- _Document passage_

..............................

NVMe Connector Support MDRAID replication

https://blueprints.launchpad.net/cinder/+spec/nvme-of-add-client-raid-1

NVMe connector replicated volume support via MDRAID. Allow OpenStack to use replicated NVMe volumes that are distributed on scale-out storage.

Problem description

When consuming block storage, resilience of the block volumes is required. This can be achieved on the storage backend with NVMe and iSCSI though the target will remain a single point of failure. And with multipathing, the HA of paths to a target does not handle volume data replication.

A storage solution exposing high performance NVMeoF storage would need a way to handle volume replication. We propose achieving this by using RAID1 on the host, since the relative performance impact will be less significant in such an environment and will be greatly outweighed by the benefits.

Use Cases

When resiliency is needed for NVMeoF storage.

Taking advantage of NVMe over a high performance fabric, gain benefits of replication on the host while maintaining good performance.

In this case volume replica failures will have no impact on the consumer, and will allow for self healing to take place seamlessly.

For developers of volume drivers, this will allow support for OpenStack to use replicated volumes that they would expose in their storage backend.

End users operating in this mode will benefit from performance of NVMe with added resilience due to volume replication.

Proposed change

Expand the NVMeoF connector in os-brick to be able to take in connection information for replicated volumes.

When connect_volume is called with replicated volume information, NVMe connect to all replica targets and create a RAID1 over the devices.

NVMe client RAID diagram

Alternatives

Replication can also be actively maintained on the backend side, which is the way it is commonly done. However, with NVMe on a high performance fabric, the benefits of handling replication on the consumer host can outweigh the performance costs.

Adding support for this also increases the type of backends we fully support, as not all vendors will chose supporting replication on the backend side.

And we can support both without any kind of impact on each one.

Data model impact

NVMe Connector’s connect_volume and disconnect_volume param connection_properties can now also hold a volume_replicas list, which will contain necessary info for connecting to and identifying the NVMe subsystems for then doing MDRAID replication over them.

Each replica dict in volume_replicas list must include the normal flat connection properties.

If volume_replicas has only one replica, treat it as non-replicated volume.

If volume_replicas is ommitted, use the normal flat connection properties for NVMe as in the existing version of this NVMe connector.

..............................

- _Source records_
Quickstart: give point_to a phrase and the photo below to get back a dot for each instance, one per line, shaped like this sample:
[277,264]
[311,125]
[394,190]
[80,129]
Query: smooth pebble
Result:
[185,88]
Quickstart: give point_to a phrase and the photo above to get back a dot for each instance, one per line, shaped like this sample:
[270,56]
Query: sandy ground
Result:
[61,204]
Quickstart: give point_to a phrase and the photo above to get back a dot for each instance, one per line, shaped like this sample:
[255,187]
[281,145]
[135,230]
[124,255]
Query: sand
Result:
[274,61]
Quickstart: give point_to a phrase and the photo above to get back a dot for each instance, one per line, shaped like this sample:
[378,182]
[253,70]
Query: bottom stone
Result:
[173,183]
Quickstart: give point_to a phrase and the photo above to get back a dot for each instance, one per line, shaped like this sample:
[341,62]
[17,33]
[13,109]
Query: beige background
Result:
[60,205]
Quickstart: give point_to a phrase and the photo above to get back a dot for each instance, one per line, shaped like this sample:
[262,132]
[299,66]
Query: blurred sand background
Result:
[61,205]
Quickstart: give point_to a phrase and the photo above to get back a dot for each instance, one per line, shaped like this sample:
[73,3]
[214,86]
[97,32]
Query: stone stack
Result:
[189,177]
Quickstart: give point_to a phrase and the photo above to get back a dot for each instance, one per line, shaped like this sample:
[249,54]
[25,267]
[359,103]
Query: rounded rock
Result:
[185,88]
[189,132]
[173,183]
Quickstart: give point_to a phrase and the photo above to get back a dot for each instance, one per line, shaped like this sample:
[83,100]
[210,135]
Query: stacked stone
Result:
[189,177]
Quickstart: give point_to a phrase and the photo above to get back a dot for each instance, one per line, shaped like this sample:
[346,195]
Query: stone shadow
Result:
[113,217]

..............................

- _Given problem 1_
Based on the NVMe replication proposal, decide whether each statement below agrees with it. Answer yes or no for each, quoting the exact words of the proposal that decide it: (a) The proposal handles replication by building RAID1 on the host. (b) A volume_replicas list holding a single replica is handled as a replicated volume. (c) Multipathing takes care of replicating volume data.
- _Given problem 2_
Extract every line of the listing that contains the string "Query". Case counts.

- _Result 1_
(a) Yes: "We propose achieving this by using RAID1 on the host"
(b) No: "If volume_replicas has only one replica, treat it as non-replicated volume."
(c) No: "the HA of paths to a target does not handle volume data replication."

- _Result 2_
Query: smooth pebble
Query: sandy ground
Query: sand
Query: bottom stone
Query: beige background
Query: blurred sand background
Query: stone stack
Query: rounded rock
Query: stacked stone
Query: stone shadow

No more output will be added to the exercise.